### SUPPLIED MATERIAL ###
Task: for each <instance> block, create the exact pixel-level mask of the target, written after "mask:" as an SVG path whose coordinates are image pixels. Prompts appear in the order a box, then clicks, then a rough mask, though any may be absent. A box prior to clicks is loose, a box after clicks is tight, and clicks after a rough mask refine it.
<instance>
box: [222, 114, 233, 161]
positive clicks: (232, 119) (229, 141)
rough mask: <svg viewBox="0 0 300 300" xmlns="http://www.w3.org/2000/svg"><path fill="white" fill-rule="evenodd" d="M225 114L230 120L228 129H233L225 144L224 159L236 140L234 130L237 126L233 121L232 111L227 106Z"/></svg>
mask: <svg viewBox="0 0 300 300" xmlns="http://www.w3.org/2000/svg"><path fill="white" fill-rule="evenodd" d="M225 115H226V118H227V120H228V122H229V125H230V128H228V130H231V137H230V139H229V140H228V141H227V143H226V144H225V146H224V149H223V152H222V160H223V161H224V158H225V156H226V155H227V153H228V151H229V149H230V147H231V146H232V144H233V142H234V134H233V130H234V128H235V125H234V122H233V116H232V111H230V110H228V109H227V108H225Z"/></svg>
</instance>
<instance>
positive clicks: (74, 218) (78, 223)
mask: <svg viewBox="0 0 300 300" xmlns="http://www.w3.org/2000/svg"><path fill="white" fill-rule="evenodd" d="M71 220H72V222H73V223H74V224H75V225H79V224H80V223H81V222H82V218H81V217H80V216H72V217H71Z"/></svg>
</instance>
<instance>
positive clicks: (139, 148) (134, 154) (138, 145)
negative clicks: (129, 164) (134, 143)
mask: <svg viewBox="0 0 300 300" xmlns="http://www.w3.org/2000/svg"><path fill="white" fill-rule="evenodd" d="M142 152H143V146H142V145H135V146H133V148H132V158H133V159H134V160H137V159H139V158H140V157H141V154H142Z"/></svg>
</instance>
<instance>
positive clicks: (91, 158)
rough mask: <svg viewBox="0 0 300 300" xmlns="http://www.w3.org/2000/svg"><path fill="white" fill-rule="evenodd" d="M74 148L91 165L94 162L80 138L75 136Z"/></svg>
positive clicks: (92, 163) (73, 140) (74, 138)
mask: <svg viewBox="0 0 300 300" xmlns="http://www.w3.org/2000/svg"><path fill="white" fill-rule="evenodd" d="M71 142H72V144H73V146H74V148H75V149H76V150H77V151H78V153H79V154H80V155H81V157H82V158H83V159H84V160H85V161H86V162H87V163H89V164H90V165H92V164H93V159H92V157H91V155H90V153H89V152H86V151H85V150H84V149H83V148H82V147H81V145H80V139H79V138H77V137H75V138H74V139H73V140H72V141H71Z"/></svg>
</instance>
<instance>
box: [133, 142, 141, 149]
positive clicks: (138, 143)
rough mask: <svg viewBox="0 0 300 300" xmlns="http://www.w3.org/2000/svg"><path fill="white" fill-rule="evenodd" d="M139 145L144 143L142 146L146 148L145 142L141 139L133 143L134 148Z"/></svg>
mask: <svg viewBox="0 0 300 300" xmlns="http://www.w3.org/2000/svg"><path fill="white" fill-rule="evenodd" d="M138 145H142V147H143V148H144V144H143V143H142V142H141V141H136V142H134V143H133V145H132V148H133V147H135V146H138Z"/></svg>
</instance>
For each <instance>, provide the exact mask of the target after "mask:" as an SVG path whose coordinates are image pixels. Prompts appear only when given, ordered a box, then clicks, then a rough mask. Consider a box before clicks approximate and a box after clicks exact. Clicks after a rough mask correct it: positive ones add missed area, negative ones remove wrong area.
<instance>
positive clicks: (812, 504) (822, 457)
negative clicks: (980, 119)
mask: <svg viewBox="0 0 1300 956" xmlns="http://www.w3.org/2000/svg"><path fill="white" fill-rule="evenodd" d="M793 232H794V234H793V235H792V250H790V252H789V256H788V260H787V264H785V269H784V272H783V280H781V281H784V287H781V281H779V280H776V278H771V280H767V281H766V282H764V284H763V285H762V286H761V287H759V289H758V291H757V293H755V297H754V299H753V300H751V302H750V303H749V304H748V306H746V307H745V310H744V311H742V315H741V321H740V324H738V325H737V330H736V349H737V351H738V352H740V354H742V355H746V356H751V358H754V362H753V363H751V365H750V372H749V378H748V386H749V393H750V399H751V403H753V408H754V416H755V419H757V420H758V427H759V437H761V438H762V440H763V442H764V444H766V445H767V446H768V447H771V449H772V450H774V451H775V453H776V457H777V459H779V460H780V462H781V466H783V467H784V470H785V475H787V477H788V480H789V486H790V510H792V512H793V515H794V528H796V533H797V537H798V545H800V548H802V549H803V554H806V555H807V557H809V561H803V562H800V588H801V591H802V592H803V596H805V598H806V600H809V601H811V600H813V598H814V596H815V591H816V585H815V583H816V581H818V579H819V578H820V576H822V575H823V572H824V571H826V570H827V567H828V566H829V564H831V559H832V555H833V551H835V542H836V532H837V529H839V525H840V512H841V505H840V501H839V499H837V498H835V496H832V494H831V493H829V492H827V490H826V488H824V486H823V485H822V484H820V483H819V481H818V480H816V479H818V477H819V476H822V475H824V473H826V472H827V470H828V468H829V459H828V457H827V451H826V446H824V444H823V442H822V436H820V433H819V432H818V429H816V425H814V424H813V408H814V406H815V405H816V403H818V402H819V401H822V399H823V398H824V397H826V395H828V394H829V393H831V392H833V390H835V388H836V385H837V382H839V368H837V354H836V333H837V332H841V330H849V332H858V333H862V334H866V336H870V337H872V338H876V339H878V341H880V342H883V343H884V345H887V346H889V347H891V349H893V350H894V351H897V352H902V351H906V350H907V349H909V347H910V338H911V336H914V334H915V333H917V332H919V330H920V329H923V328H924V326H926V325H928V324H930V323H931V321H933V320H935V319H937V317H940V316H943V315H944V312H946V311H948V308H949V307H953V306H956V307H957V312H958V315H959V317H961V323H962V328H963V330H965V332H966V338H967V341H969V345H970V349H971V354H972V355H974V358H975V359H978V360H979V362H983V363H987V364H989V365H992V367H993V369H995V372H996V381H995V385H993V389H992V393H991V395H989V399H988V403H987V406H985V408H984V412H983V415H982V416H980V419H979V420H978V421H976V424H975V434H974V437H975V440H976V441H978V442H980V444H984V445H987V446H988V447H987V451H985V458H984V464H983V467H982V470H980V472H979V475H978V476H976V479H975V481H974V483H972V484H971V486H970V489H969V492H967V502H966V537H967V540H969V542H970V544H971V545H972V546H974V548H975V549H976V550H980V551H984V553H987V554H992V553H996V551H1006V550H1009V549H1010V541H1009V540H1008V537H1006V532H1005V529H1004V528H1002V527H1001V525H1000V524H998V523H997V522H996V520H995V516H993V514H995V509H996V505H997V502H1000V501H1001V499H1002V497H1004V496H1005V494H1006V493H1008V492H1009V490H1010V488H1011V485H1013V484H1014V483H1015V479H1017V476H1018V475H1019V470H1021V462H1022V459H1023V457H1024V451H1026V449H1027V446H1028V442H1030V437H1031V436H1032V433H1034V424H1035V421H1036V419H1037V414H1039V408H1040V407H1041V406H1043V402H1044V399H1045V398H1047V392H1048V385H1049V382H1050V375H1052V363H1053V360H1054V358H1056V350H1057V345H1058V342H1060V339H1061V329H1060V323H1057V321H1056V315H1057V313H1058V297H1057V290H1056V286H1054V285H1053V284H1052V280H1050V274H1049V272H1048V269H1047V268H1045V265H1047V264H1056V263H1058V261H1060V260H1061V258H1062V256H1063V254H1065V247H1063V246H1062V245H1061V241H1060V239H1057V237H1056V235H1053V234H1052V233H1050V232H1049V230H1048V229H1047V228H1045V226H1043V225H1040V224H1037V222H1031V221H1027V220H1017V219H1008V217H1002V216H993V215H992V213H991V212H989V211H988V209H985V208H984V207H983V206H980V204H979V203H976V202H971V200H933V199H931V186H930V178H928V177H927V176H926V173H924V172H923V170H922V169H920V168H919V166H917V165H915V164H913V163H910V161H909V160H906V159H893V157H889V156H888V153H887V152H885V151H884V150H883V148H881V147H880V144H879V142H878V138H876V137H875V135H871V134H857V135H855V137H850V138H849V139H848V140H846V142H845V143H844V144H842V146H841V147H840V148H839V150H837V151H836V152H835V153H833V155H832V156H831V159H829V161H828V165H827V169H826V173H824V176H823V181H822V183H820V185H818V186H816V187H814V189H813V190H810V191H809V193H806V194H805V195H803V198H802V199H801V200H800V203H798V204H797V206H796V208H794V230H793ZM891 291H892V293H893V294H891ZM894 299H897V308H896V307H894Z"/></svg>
###
### SUPPLIED MATERIAL ###
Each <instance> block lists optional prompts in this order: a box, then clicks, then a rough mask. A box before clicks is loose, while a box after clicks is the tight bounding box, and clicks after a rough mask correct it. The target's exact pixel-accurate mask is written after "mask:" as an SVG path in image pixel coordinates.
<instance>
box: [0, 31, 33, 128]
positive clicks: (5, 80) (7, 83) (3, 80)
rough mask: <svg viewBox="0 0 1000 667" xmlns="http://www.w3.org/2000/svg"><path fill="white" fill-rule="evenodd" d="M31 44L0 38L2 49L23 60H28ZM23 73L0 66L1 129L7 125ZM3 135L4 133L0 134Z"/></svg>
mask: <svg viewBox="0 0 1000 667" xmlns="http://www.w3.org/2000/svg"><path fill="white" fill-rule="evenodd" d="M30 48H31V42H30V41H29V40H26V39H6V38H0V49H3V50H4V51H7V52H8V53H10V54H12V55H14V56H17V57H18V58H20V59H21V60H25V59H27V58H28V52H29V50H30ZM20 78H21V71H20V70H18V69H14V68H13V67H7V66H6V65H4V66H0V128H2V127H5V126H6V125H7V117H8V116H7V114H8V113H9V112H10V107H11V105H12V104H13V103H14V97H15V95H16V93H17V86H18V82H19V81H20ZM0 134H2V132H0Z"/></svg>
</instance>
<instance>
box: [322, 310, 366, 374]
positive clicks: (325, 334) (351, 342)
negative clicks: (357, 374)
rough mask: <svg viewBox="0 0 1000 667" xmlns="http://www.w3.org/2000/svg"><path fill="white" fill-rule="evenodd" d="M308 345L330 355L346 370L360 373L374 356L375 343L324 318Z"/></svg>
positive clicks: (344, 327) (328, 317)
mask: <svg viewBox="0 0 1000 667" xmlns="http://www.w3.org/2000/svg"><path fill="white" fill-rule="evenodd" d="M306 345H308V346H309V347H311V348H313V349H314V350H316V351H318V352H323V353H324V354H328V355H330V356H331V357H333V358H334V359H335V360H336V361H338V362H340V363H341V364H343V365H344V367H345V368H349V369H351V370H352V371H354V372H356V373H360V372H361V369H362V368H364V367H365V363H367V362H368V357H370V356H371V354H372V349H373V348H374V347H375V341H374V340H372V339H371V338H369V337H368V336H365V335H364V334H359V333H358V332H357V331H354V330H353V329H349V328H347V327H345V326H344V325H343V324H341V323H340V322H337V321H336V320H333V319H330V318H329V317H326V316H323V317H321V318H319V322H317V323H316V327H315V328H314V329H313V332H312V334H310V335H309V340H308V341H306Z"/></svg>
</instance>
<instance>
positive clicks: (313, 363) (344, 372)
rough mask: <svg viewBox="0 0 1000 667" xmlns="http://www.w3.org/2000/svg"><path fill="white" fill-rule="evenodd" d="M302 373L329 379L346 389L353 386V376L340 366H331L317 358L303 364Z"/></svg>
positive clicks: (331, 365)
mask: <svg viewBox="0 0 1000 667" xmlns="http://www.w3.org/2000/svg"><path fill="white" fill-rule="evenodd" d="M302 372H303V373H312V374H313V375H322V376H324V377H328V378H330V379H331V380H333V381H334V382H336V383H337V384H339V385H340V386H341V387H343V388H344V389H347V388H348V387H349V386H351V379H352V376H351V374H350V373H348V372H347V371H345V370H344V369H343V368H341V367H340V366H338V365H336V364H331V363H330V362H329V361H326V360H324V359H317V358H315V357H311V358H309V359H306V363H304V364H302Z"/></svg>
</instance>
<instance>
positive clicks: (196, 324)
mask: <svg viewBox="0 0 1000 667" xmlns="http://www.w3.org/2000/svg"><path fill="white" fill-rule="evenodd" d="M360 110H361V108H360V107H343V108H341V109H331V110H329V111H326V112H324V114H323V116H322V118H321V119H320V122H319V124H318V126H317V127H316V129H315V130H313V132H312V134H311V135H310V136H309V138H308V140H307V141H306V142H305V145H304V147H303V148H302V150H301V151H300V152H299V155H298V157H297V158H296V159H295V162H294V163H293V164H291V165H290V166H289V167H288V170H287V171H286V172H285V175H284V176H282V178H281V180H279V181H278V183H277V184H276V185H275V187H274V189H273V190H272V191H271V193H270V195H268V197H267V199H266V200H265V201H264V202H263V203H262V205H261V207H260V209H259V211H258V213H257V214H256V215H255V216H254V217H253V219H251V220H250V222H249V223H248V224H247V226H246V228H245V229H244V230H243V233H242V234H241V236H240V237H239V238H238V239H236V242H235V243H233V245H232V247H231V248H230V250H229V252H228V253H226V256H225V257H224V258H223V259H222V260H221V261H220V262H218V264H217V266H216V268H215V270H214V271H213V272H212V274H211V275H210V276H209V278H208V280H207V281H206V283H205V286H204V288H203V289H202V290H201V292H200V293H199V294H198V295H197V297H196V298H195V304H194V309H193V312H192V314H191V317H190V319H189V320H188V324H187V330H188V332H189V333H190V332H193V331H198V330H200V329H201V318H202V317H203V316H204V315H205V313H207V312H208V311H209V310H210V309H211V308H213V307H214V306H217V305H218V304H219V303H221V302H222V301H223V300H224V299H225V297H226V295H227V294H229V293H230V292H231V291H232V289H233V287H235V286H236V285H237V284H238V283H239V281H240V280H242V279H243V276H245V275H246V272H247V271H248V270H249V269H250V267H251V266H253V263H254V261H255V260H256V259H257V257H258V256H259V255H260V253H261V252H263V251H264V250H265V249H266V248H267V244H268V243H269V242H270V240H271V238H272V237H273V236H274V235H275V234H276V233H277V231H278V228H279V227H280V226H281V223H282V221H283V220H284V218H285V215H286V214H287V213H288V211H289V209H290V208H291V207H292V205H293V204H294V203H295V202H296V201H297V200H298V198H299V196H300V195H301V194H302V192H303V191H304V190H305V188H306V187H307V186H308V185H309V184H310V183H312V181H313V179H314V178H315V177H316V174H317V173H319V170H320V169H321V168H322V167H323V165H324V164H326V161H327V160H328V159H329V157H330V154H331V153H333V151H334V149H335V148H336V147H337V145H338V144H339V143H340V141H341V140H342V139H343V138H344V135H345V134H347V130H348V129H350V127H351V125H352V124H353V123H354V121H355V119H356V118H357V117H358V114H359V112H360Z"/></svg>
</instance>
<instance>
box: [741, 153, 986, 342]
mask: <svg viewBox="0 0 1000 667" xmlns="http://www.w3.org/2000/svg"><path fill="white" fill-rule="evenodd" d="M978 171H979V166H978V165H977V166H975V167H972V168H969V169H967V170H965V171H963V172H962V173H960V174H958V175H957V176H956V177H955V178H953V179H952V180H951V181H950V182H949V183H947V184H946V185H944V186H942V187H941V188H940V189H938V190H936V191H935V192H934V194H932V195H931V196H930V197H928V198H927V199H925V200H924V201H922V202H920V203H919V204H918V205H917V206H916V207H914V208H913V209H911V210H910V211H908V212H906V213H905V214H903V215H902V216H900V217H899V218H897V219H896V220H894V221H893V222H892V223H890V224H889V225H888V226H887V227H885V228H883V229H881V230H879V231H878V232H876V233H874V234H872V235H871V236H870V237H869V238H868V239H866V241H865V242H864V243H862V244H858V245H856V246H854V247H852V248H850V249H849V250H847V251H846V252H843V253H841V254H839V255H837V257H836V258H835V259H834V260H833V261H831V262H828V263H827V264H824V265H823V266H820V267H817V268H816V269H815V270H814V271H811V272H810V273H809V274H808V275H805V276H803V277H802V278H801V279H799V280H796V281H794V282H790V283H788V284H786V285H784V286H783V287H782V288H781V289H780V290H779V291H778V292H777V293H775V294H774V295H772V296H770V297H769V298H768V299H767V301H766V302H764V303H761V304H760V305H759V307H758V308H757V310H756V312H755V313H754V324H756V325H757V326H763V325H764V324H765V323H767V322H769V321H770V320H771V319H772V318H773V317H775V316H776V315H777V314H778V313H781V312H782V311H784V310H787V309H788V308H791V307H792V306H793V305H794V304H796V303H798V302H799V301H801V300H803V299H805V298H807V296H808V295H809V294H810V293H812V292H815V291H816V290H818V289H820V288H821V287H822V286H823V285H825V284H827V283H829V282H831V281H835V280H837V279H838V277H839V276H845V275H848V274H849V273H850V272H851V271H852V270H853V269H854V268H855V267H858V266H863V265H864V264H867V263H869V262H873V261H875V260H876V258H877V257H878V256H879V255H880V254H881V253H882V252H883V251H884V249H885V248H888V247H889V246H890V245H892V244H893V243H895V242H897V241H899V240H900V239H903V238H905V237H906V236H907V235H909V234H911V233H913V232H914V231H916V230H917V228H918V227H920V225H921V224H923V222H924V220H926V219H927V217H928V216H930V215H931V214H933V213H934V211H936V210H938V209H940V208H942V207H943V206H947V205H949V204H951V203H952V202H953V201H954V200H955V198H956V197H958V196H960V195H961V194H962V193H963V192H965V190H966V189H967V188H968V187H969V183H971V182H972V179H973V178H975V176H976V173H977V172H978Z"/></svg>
###
__EXERCISE BRIEF__: Return, from the data, each line where the string "correct" occurs.

__SOLUTION TO THIS TASK__:
For each <instance>, provide the exact mask of the target after "mask:" as an SVG path whose coordinates are image pixels. Prompts appear only when given, ordered a box, then clicks, then a rough mask. Consider a box before clicks approximate and a box after clicks exact. Clicks after a rough mask correct it: positive ones add missed area, negative ones remove wrong area.
Each <instance> block lists optional prompts in this order: a box, then clicks, then a rough mask. A box before clicks is loose, while a box after clicks is the tight bounding box, and clicks after a rough mask correct it. The target's exact pixel-accurate mask is written after "mask:" as an SVG path in image pixel coordinates.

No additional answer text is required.